List each line of the data below that contains the word "panel", copying every such line in full.

* begin PROVIDED MATERIAL *

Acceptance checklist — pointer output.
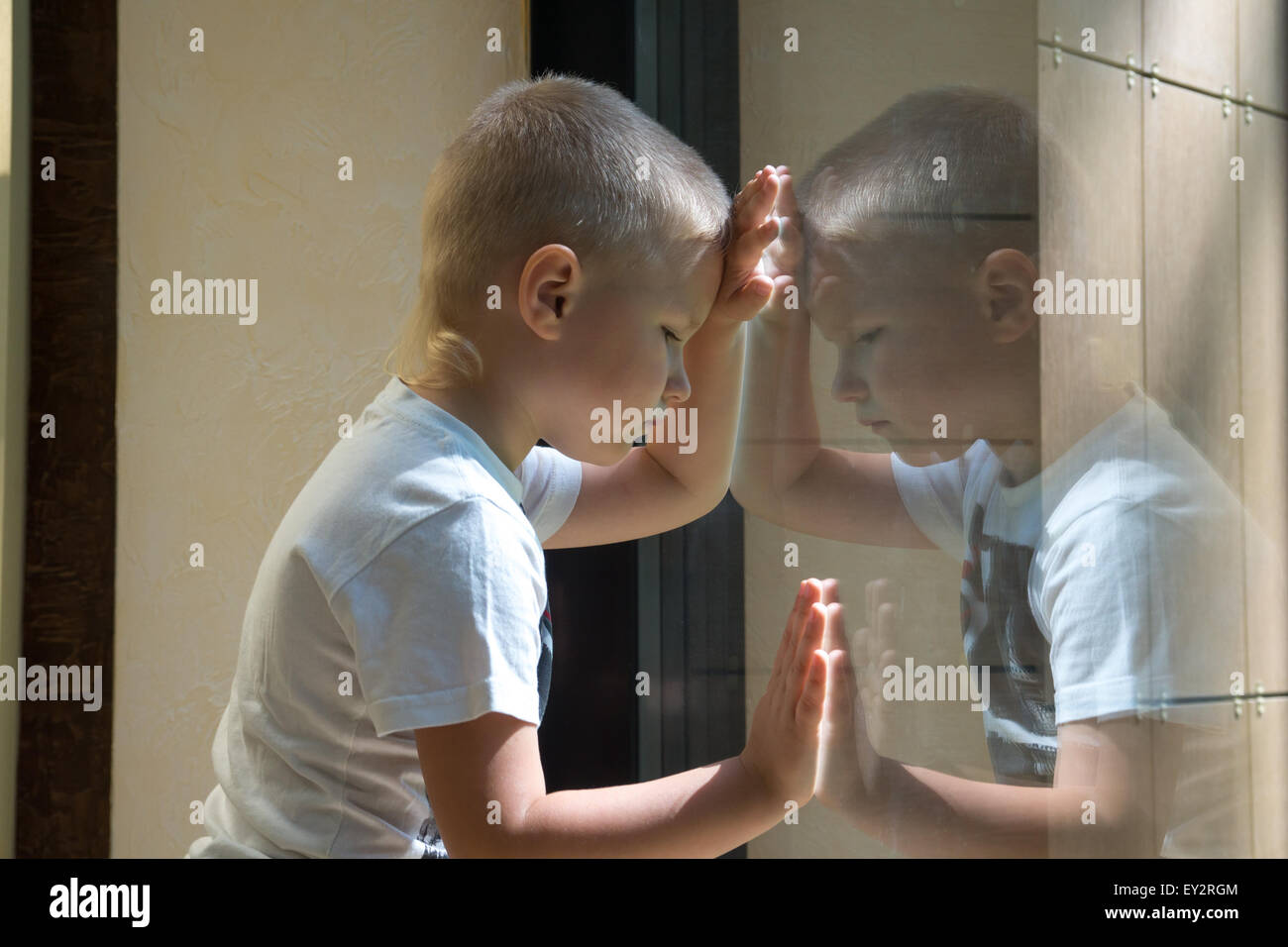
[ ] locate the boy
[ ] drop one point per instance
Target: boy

* end PROVIDED MATERIAL *
* begin PROVIDED MATERIAL *

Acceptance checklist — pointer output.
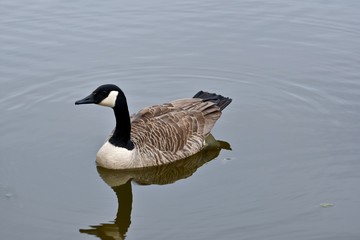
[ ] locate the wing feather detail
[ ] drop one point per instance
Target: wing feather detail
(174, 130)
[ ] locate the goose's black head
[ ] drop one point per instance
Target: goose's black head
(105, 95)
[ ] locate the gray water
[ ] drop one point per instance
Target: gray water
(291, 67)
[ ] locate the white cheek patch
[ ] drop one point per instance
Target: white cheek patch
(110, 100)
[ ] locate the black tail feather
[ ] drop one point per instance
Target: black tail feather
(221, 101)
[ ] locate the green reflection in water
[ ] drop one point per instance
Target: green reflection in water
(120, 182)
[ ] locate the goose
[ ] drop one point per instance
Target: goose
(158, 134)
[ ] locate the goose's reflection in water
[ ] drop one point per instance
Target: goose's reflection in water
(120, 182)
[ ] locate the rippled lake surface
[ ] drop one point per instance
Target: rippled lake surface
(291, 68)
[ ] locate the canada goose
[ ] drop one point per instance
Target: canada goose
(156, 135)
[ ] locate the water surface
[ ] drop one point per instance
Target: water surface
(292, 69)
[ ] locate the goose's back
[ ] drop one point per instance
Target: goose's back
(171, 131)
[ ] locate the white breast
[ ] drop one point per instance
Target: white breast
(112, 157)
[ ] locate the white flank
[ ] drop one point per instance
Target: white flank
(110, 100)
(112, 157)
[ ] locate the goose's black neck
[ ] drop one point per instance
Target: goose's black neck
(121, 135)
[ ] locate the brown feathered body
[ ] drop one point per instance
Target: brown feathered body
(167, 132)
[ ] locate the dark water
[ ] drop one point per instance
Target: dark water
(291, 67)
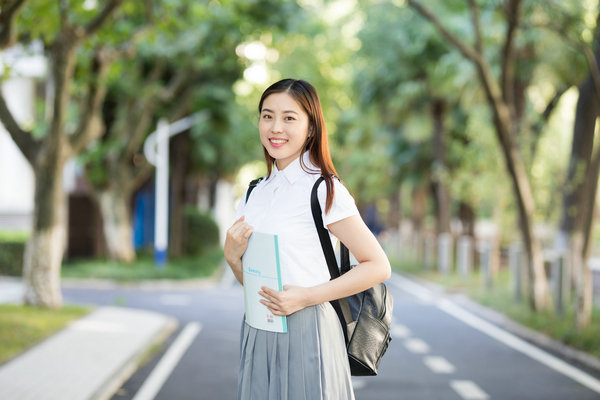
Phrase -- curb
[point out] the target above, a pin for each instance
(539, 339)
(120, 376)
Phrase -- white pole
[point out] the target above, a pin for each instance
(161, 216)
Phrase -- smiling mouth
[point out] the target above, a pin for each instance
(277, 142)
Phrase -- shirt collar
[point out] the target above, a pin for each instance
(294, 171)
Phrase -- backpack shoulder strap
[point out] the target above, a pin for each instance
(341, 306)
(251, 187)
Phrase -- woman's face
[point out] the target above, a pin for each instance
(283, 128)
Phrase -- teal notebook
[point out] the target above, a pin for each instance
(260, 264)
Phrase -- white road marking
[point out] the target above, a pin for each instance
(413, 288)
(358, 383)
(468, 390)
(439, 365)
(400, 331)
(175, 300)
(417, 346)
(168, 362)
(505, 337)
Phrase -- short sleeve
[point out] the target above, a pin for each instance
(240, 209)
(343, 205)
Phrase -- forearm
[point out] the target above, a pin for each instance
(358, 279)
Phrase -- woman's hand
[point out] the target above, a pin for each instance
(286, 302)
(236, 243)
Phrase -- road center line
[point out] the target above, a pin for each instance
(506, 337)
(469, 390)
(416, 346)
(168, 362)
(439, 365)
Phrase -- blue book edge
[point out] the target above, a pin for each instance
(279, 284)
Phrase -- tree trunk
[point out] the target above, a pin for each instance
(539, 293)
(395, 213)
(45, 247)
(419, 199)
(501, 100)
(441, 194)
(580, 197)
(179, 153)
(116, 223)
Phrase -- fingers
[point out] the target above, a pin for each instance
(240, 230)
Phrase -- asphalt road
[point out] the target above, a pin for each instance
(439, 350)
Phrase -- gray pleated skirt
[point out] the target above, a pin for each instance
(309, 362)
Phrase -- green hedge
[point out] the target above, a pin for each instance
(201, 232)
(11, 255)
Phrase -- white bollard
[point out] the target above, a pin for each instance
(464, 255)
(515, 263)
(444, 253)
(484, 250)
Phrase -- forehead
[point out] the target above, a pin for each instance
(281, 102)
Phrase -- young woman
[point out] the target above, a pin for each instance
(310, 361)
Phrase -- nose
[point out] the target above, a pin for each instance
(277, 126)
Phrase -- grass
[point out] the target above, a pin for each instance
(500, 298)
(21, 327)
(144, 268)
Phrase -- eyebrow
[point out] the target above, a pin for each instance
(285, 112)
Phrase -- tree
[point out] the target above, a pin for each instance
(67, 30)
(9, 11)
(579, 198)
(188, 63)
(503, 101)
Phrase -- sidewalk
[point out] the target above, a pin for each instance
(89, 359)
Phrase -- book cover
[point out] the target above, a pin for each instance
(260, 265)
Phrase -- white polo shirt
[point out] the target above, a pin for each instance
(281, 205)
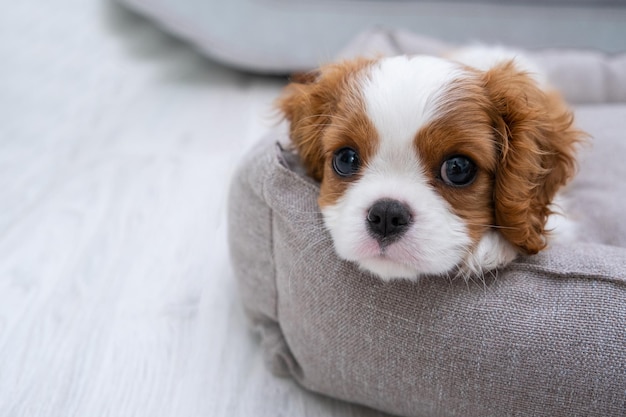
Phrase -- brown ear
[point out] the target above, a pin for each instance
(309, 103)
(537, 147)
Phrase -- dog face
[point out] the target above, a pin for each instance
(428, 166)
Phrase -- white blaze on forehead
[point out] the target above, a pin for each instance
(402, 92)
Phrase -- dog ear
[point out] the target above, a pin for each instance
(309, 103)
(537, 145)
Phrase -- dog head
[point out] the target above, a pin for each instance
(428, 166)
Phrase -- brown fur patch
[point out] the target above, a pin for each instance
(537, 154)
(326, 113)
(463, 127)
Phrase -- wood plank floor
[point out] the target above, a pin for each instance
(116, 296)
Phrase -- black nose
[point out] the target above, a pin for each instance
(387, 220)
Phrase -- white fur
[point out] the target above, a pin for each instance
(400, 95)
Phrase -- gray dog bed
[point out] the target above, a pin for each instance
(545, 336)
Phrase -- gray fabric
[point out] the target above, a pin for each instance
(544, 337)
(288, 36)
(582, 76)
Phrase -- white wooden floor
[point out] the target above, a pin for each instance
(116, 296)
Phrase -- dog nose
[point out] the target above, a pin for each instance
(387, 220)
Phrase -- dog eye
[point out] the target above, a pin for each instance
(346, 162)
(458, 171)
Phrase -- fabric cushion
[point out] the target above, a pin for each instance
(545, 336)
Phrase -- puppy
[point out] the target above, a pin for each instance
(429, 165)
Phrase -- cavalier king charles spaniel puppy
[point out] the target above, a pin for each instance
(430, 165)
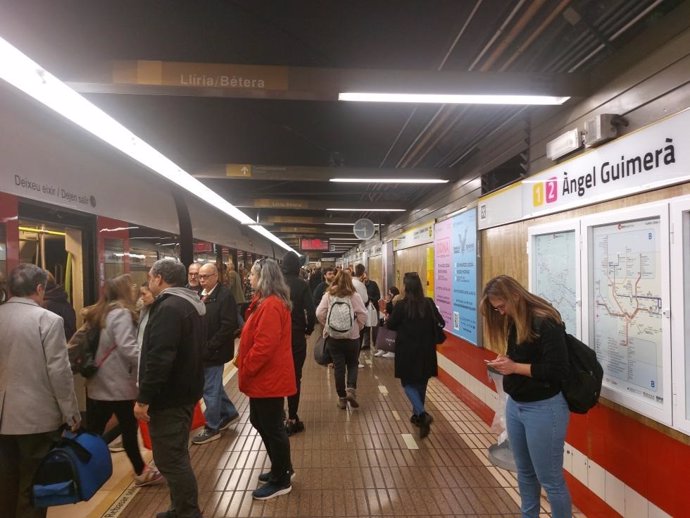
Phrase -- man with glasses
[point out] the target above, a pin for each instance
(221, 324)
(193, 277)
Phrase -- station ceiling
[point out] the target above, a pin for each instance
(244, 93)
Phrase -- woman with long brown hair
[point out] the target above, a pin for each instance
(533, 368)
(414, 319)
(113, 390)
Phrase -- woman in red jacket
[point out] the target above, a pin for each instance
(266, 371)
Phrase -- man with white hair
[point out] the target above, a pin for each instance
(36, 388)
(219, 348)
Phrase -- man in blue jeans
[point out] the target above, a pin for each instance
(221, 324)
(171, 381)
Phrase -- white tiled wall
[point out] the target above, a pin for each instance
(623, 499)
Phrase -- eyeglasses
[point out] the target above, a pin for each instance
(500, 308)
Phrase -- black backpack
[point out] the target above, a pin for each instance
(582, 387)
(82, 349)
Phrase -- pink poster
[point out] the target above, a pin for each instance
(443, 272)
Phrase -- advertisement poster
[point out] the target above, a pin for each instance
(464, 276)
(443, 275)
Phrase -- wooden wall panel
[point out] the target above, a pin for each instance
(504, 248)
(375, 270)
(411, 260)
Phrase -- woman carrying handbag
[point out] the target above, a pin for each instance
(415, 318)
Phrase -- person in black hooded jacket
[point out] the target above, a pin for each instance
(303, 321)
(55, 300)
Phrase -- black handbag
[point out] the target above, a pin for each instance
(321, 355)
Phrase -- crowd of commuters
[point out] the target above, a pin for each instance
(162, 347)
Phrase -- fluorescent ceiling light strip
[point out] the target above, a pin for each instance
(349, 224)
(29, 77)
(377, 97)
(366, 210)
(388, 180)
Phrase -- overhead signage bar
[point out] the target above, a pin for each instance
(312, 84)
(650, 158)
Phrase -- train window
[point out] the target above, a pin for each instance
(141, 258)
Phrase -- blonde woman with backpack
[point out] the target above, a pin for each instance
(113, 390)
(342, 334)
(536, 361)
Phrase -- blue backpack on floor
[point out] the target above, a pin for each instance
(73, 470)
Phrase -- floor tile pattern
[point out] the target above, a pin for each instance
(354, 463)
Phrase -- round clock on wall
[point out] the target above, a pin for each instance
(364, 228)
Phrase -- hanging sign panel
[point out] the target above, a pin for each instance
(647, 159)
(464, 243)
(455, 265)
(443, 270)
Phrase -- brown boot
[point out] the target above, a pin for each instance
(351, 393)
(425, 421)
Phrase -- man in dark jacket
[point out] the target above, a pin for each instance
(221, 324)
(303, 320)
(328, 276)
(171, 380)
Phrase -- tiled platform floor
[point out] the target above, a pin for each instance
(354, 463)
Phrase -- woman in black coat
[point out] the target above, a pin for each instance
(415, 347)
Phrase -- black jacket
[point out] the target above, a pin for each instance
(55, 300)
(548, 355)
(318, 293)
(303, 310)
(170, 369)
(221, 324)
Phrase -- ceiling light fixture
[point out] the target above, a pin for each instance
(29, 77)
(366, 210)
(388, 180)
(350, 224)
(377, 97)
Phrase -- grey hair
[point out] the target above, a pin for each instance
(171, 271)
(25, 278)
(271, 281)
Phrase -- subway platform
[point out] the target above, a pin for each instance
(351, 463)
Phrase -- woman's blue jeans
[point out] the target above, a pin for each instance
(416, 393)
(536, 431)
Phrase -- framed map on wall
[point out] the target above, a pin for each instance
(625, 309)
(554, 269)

* end PROVIDED MATERIAL *
* begin PROVIDED MATERIAL *

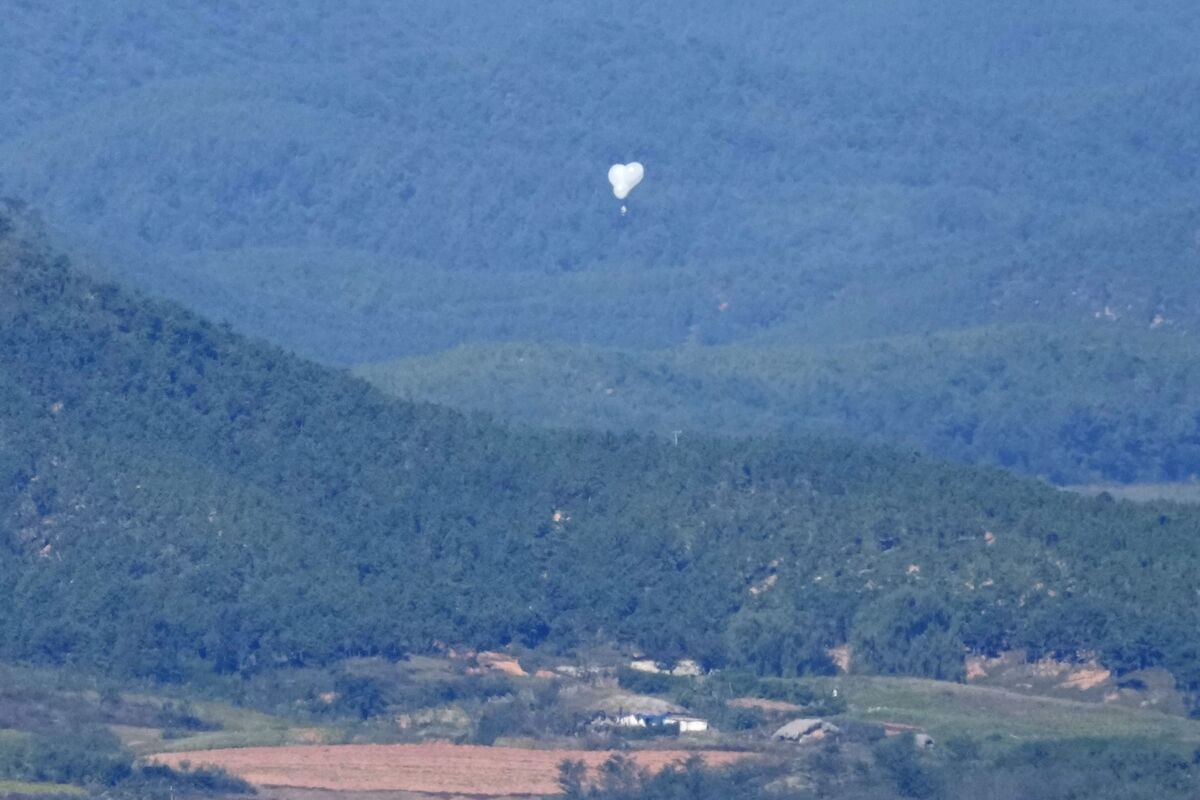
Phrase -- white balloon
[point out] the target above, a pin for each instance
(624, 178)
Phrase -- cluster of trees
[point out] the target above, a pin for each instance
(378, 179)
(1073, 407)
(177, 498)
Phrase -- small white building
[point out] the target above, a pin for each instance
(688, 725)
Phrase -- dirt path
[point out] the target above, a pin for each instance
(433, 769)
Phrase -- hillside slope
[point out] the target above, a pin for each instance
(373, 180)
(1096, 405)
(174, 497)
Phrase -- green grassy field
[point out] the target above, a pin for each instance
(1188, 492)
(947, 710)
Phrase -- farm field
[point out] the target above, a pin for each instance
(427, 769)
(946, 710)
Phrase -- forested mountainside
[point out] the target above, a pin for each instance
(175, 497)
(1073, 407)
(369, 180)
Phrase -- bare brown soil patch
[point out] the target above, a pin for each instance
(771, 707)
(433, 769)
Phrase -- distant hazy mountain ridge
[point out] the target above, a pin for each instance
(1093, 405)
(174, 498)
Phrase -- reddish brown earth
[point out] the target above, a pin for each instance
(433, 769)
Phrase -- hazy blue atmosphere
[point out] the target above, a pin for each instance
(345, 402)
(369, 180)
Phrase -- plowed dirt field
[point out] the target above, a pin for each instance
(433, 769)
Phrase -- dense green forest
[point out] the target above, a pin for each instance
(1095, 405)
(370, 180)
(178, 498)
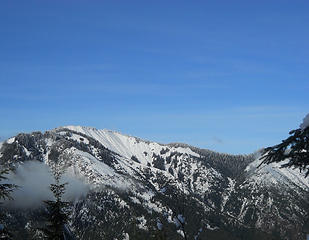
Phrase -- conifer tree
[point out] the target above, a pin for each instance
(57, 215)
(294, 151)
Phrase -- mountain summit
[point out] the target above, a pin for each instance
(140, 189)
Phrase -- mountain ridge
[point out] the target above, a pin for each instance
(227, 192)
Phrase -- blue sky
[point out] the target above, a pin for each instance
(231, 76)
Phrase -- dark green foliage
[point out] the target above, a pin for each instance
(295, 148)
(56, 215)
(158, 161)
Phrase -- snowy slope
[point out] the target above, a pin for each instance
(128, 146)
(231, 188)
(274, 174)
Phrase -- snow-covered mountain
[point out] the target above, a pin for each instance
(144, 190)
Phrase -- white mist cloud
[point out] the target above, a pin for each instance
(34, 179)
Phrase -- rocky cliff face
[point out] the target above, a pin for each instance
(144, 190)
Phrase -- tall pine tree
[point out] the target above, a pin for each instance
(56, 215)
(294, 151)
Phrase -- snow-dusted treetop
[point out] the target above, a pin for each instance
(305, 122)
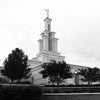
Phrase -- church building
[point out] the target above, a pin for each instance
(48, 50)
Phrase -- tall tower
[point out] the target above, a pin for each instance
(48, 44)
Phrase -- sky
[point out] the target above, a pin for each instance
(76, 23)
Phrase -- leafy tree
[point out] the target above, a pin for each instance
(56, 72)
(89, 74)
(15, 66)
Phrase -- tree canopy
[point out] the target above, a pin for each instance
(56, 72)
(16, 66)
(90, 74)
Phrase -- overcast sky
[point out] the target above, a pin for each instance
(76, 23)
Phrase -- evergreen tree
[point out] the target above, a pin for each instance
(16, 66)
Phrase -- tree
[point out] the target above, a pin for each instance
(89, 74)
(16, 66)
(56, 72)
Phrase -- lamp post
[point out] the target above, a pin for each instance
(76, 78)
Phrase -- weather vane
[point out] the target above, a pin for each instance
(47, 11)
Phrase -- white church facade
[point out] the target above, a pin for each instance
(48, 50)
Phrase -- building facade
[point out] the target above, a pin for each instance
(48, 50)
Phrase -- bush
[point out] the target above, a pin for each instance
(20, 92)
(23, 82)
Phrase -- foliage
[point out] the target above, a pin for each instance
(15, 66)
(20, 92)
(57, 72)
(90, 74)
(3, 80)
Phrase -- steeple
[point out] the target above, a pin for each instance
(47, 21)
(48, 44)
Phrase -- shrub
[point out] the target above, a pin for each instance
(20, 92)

* end PROVIDED MATERIAL *

OUTPUT:
Phrase -- wooden wall panel
Phrase -- hanging sign panel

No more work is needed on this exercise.